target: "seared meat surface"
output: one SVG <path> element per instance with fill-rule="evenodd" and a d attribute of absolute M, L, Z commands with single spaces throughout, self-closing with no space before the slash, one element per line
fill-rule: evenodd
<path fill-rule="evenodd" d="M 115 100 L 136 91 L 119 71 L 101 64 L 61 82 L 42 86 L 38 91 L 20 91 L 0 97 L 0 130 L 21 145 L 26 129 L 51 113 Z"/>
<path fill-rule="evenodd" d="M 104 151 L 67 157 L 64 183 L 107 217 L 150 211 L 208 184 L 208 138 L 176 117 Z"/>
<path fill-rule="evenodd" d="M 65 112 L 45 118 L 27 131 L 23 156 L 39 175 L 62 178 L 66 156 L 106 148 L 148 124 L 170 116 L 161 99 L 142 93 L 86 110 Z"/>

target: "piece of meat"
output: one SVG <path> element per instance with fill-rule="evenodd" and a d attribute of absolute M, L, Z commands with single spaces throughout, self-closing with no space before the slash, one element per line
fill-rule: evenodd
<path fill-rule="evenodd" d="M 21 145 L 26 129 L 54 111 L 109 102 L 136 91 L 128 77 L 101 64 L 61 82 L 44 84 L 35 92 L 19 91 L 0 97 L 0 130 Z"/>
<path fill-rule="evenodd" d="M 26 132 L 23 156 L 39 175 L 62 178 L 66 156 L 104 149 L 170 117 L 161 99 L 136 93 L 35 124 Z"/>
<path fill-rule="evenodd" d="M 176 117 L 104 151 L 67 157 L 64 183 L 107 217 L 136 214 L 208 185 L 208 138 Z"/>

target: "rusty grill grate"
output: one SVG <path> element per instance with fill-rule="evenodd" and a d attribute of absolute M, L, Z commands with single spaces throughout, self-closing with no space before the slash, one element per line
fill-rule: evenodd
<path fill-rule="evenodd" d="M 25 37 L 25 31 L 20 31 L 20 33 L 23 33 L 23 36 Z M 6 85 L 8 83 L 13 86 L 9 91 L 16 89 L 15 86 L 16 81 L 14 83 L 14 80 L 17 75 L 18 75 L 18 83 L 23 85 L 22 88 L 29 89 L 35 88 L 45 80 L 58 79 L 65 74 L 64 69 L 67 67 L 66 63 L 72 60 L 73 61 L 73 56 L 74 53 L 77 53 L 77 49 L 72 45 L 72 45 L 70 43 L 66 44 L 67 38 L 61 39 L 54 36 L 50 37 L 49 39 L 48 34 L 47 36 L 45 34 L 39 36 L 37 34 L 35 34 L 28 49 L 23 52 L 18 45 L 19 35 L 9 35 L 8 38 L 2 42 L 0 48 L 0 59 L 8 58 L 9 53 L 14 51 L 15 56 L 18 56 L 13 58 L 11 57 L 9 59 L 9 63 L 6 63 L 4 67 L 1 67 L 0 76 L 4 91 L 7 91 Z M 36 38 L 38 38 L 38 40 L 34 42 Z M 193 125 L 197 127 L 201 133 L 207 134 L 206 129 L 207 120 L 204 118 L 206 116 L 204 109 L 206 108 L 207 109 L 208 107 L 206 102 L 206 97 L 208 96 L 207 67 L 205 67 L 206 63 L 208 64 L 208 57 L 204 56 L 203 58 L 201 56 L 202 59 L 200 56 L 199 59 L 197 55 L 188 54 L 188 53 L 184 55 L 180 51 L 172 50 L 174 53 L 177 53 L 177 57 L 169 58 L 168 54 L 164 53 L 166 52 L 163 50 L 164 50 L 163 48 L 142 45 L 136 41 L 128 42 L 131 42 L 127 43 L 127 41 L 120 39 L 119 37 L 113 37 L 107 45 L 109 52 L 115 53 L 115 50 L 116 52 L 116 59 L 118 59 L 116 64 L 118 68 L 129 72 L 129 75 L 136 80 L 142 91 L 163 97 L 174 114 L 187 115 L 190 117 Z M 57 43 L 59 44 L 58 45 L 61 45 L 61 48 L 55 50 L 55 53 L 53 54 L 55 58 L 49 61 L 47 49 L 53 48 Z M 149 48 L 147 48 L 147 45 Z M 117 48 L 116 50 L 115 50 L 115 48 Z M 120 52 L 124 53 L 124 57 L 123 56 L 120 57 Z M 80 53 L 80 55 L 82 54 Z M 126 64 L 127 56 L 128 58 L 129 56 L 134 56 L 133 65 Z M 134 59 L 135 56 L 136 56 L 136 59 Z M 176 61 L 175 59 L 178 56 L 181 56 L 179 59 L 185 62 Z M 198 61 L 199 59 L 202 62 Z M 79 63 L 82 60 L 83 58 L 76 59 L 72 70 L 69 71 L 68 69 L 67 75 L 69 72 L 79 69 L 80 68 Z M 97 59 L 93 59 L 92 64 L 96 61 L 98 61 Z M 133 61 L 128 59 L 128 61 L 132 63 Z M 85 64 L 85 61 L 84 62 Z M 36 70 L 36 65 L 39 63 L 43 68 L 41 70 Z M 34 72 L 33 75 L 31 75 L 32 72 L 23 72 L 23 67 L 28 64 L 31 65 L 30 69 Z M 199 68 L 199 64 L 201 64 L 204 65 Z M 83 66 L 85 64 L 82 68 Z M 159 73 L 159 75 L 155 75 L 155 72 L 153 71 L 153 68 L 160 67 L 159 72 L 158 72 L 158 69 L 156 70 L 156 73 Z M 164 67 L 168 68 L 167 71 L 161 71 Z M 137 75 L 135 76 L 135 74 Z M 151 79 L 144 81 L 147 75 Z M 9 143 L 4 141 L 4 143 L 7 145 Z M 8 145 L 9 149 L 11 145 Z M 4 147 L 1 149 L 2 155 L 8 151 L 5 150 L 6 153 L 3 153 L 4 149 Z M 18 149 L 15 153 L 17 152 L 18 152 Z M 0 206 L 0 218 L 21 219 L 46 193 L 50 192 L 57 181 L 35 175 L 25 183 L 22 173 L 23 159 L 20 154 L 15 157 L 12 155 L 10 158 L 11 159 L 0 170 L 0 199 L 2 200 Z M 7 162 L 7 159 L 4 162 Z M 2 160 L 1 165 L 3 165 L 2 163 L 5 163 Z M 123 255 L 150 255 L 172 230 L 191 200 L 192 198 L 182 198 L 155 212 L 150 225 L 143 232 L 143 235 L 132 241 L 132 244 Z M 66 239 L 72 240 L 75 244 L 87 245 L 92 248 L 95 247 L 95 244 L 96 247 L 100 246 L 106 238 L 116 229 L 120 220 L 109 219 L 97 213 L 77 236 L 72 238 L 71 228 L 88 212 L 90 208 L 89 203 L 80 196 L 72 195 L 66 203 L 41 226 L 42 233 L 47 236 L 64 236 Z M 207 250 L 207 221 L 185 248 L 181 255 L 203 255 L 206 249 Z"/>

*DESCRIPTION OF THE TASK*
Restate the data above word for word, please.

*RESULT OF THE EXERCISE*
target: "seared meat surface"
output: one SVG <path> element per instance with fill-rule="evenodd" and a d attribute of absolute M, L, Z commands with single spaces throughout, self-closing with no space before the slash, one element per line
fill-rule: evenodd
<path fill-rule="evenodd" d="M 115 100 L 136 91 L 119 71 L 101 64 L 61 82 L 42 86 L 38 91 L 20 91 L 0 97 L 0 130 L 21 145 L 26 129 L 51 113 Z"/>
<path fill-rule="evenodd" d="M 104 151 L 67 157 L 64 183 L 107 217 L 150 211 L 208 184 L 208 138 L 176 117 Z"/>
<path fill-rule="evenodd" d="M 65 112 L 45 118 L 27 131 L 23 156 L 39 175 L 62 178 L 66 156 L 106 148 L 148 124 L 170 116 L 161 99 L 142 93 L 86 110 Z"/>

target: "piece of meat"
output: one SVG <path> element per instance with fill-rule="evenodd" and a d attribute of absolute M, L, Z commands with single spaces throughout, self-closing with no space before the slash, one element per line
fill-rule: evenodd
<path fill-rule="evenodd" d="M 21 145 L 26 129 L 54 111 L 109 102 L 136 91 L 128 77 L 101 64 L 61 82 L 44 84 L 35 92 L 19 91 L 0 97 L 0 130 Z"/>
<path fill-rule="evenodd" d="M 26 132 L 23 156 L 39 175 L 62 178 L 66 156 L 104 149 L 170 117 L 161 99 L 136 93 L 35 124 Z"/>
<path fill-rule="evenodd" d="M 176 117 L 104 151 L 67 157 L 64 183 L 107 217 L 136 214 L 208 185 L 208 138 Z"/>

target: "rusty grill grate"
output: one SVG <path> element per instance with fill-rule="evenodd" and a d attribute of absolute M, L, Z commands with single spaces throughout, self-closing with no space before the slash, one element per line
fill-rule: evenodd
<path fill-rule="evenodd" d="M 25 37 L 25 31 L 20 31 L 20 33 L 23 33 L 23 36 Z M 6 85 L 8 83 L 13 86 L 9 91 L 16 89 L 15 86 L 16 81 L 14 83 L 14 80 L 17 75 L 18 75 L 18 83 L 23 85 L 22 88 L 29 89 L 35 88 L 45 80 L 58 79 L 65 74 L 64 69 L 67 67 L 66 63 L 72 60 L 73 61 L 73 56 L 74 53 L 77 53 L 77 49 L 72 45 L 72 45 L 70 43 L 66 44 L 67 38 L 61 39 L 54 36 L 50 37 L 49 39 L 48 34 L 47 36 L 45 34 L 39 36 L 37 34 L 35 34 L 28 49 L 23 52 L 18 45 L 19 35 L 9 35 L 8 38 L 2 42 L 0 48 L 0 59 L 8 58 L 9 53 L 14 51 L 15 56 L 18 56 L 13 58 L 11 57 L 9 59 L 9 63 L 6 63 L 4 67 L 1 67 L 0 76 L 4 91 L 7 91 Z M 36 38 L 38 38 L 38 40 L 34 42 Z M 193 125 L 197 127 L 201 133 L 207 134 L 206 129 L 207 120 L 204 118 L 206 116 L 204 109 L 206 108 L 207 109 L 208 107 L 206 102 L 206 97 L 208 96 L 207 67 L 205 67 L 206 63 L 208 64 L 208 57 L 204 56 L 203 58 L 201 56 L 202 59 L 200 56 L 199 59 L 197 55 L 188 54 L 188 53 L 184 55 L 180 51 L 172 50 L 174 53 L 177 53 L 177 57 L 169 58 L 168 54 L 164 53 L 166 52 L 163 50 L 164 50 L 163 48 L 142 45 L 136 41 L 128 42 L 131 42 L 127 43 L 127 41 L 120 39 L 119 37 L 113 37 L 107 45 L 109 52 L 115 53 L 115 50 L 116 52 L 116 59 L 118 59 L 116 64 L 118 68 L 129 72 L 129 75 L 136 80 L 142 91 L 163 97 L 174 114 L 187 115 L 190 117 Z M 57 43 L 59 44 L 58 45 L 61 45 L 61 48 L 55 50 L 55 53 L 53 54 L 55 58 L 49 61 L 47 49 L 53 48 Z M 149 48 L 147 48 L 147 45 Z M 117 48 L 116 50 L 115 50 L 115 48 Z M 120 52 L 124 53 L 124 57 L 123 56 L 120 57 Z M 80 53 L 80 55 L 82 54 Z M 126 64 L 127 56 L 128 58 L 129 56 L 134 56 L 133 65 Z M 134 59 L 135 56 L 136 56 L 136 59 Z M 176 61 L 175 59 L 178 56 L 181 56 L 179 59 L 185 62 Z M 198 61 L 199 59 L 202 62 Z M 79 63 L 82 60 L 83 58 L 76 59 L 72 70 L 69 71 L 68 69 L 67 75 L 69 72 L 79 69 L 80 68 Z M 97 59 L 93 59 L 92 64 L 96 61 L 98 61 Z M 133 61 L 128 59 L 128 61 L 132 63 Z M 85 64 L 85 61 L 84 62 Z M 36 70 L 36 65 L 39 63 L 43 68 L 41 70 Z M 34 72 L 33 75 L 31 75 L 32 72 L 23 72 L 23 67 L 28 64 L 31 65 L 30 69 Z M 199 68 L 199 64 L 201 64 L 204 65 Z M 83 66 L 85 64 L 82 68 Z M 159 73 L 159 75 L 155 75 L 155 72 L 153 71 L 153 68 L 160 67 L 159 72 L 158 72 L 158 69 L 156 70 L 156 73 Z M 164 67 L 168 68 L 167 71 L 161 71 Z M 137 75 L 135 76 L 135 74 Z M 151 79 L 144 81 L 147 75 Z M 9 143 L 4 141 L 4 143 L 7 145 Z M 8 145 L 9 149 L 11 145 Z M 4 147 L 1 149 L 2 155 L 8 151 L 5 150 L 6 153 L 3 153 L 4 149 Z M 18 149 L 15 153 L 17 152 L 18 152 Z M 0 206 L 0 218 L 21 219 L 46 193 L 50 192 L 57 181 L 35 175 L 25 183 L 22 173 L 23 159 L 20 154 L 15 157 L 12 155 L 10 158 L 11 159 L 0 170 L 0 199 L 2 200 Z M 7 162 L 7 159 L 4 162 Z M 2 160 L 1 165 L 3 165 L 2 163 L 5 163 Z M 123 255 L 150 255 L 172 230 L 191 200 L 192 198 L 182 198 L 155 212 L 150 225 L 143 232 L 143 235 L 132 241 L 132 244 Z M 66 239 L 72 240 L 75 244 L 87 245 L 92 248 L 95 247 L 95 244 L 96 247 L 100 246 L 106 238 L 116 229 L 120 220 L 109 219 L 97 213 L 77 236 L 72 238 L 71 228 L 88 212 L 90 208 L 89 203 L 80 196 L 72 195 L 66 203 L 41 226 L 42 233 L 47 236 L 64 236 Z M 207 250 L 207 221 L 185 248 L 181 255 L 203 255 L 206 249 Z"/>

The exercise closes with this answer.